(Provided data):
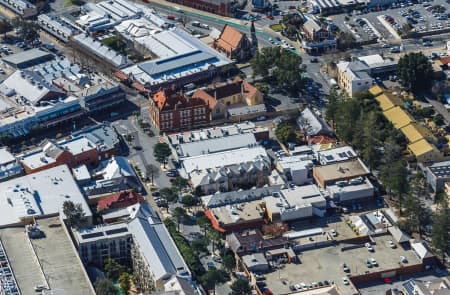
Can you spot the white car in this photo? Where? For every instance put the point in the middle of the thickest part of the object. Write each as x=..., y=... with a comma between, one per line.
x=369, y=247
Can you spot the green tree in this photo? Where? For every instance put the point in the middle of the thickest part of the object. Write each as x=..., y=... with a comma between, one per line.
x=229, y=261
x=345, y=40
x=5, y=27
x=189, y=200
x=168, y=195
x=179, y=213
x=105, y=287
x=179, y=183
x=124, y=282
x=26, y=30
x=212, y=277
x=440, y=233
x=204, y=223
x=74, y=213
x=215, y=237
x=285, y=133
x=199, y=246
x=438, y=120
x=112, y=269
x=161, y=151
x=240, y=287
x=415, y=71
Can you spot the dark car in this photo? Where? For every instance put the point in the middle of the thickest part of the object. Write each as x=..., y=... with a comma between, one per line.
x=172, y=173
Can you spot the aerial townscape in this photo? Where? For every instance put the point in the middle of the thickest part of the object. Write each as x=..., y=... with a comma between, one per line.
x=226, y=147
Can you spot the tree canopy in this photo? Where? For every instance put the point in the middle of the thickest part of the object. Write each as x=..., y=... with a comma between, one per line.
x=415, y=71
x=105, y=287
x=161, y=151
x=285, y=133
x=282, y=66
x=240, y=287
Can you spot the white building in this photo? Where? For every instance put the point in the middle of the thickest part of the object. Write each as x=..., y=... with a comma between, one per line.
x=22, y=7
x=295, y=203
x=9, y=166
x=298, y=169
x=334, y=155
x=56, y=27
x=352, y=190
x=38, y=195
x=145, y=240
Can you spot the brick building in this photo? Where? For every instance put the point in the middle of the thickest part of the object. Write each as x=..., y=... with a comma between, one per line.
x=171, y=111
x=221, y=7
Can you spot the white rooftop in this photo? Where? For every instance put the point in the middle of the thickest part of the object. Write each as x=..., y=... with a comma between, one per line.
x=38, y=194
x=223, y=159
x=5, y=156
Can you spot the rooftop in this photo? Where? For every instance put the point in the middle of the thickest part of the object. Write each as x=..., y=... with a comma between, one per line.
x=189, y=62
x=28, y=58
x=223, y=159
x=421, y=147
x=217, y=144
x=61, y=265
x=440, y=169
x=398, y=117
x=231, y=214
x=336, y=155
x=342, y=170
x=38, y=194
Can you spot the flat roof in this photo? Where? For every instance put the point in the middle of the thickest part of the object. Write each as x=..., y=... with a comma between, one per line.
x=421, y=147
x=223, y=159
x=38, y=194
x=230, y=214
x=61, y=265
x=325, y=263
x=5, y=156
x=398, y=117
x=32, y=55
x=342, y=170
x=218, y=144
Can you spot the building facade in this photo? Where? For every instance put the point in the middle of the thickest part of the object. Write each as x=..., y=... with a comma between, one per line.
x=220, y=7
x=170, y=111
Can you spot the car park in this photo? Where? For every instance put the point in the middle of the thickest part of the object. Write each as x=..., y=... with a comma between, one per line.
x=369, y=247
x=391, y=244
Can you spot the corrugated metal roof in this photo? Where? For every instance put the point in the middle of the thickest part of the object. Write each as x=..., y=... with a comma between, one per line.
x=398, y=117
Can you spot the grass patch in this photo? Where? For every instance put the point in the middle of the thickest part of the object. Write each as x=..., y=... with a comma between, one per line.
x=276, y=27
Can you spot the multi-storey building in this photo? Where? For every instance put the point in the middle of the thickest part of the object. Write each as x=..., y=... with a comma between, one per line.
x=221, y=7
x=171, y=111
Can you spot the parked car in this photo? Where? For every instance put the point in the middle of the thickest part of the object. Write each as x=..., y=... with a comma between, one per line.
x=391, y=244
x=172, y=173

(Directions for this task):
Change "thickest part" to "widest part" everywhere in the records above and write them out again, keeping everything else the same. Leave out the pictures.

(Answer to the task):
Can you spot the white car in this photo? Where? For every instance put the point in the middle of the widest part of the object. Write each as x=..., y=... with a comma between, one per line.
x=369, y=247
Can you spot the green tree in this photo? Where? For every instance put the point in the middle of the widest part of the object. Write each as x=..., y=... with a comma between, one per line.
x=229, y=261
x=345, y=40
x=5, y=27
x=189, y=200
x=168, y=195
x=179, y=213
x=105, y=287
x=179, y=183
x=124, y=282
x=26, y=30
x=212, y=277
x=440, y=233
x=204, y=223
x=74, y=213
x=215, y=237
x=285, y=133
x=199, y=246
x=438, y=120
x=112, y=269
x=161, y=151
x=240, y=287
x=415, y=71
Can you spot the dark car in this photo? Where? For every instance put the point in the middle of the widest part of the object. Write each as x=..., y=... with a comma between, one per line.
x=172, y=173
Can you spot the aerial townscape in this photo? Where? For every instance put the point in the middle of the widest part of the object. Write each as x=..., y=... with a comma between, one per line.
x=226, y=147
Can you spot the tree canopy in this photo? Where? For every instance put the point in the middle of the widest part of the object. Write each as x=..., y=... with a comma between, one per line.
x=415, y=71
x=105, y=287
x=161, y=151
x=285, y=133
x=282, y=66
x=240, y=287
Can you spot the white building in this photo? Where? For every instance put the point in the middle of the widest part of the object. Write each as x=..., y=... with a comma between, one per line.
x=22, y=7
x=295, y=203
x=9, y=166
x=298, y=169
x=334, y=155
x=56, y=27
x=352, y=190
x=38, y=195
x=145, y=240
Can you spot the brick building in this photo? Where? For every instance put the point in the middle of the widest part of the object. Write each as x=..., y=... with a comma between, one per line.
x=171, y=111
x=221, y=7
Can you spot the white rooftop in this photo? Where? For every instance put the point in the middle of the widest part of the object. Write each as x=..., y=... with a comma between, one per line.
x=38, y=194
x=223, y=159
x=5, y=156
Can you spot the rooftop in this photo? Where? For every instance put the point in the middle of the widest part of the object. Write each as x=..., y=... with a comma between, one per line.
x=189, y=62
x=28, y=58
x=223, y=159
x=421, y=147
x=217, y=144
x=61, y=265
x=440, y=169
x=398, y=117
x=231, y=214
x=336, y=155
x=342, y=170
x=38, y=194
Can you spot the flat roof in this photo? Where? For every instance put the point in the middle of the widest part of the object. Write each as x=..., y=... with a comma between, one per line.
x=421, y=147
x=223, y=159
x=38, y=194
x=230, y=214
x=61, y=265
x=325, y=263
x=5, y=156
x=398, y=117
x=32, y=55
x=342, y=170
x=218, y=144
Can you spot the building facade in this photo? Where? For every instance put the point in the middle of the widest part of the object. Write each as x=..., y=... with a comma between, one per line.
x=220, y=7
x=170, y=111
Can you spot the car park in this photo? Where? For every instance put the point in the middle of the widest part of the object. Write each as x=..., y=... with a comma between, one per line.
x=369, y=247
x=391, y=244
Can you spot the corrugated metal roof in this photo? Where? For every instance put the point in the middle of the widest part of the object. Write each as x=..., y=... with a comma between, one per line.
x=398, y=117
Can you spot the grass patch in this photo? Where? For every instance put the point in the middle of the widest part of the object. Write each as x=..., y=... with a comma between, one per line.
x=276, y=27
Can you spot the multi-storey building in this photo? Where? For every instance put the point in the middle of the widest part of the object. Write each as x=..., y=... with a comma between, one per line.
x=221, y=7
x=171, y=111
Can you spot the parked car in this photo? Where? For every instance put the point in the middle of the widest part of the object. Write each as x=..., y=... with a comma between, one per line.
x=391, y=244
x=172, y=173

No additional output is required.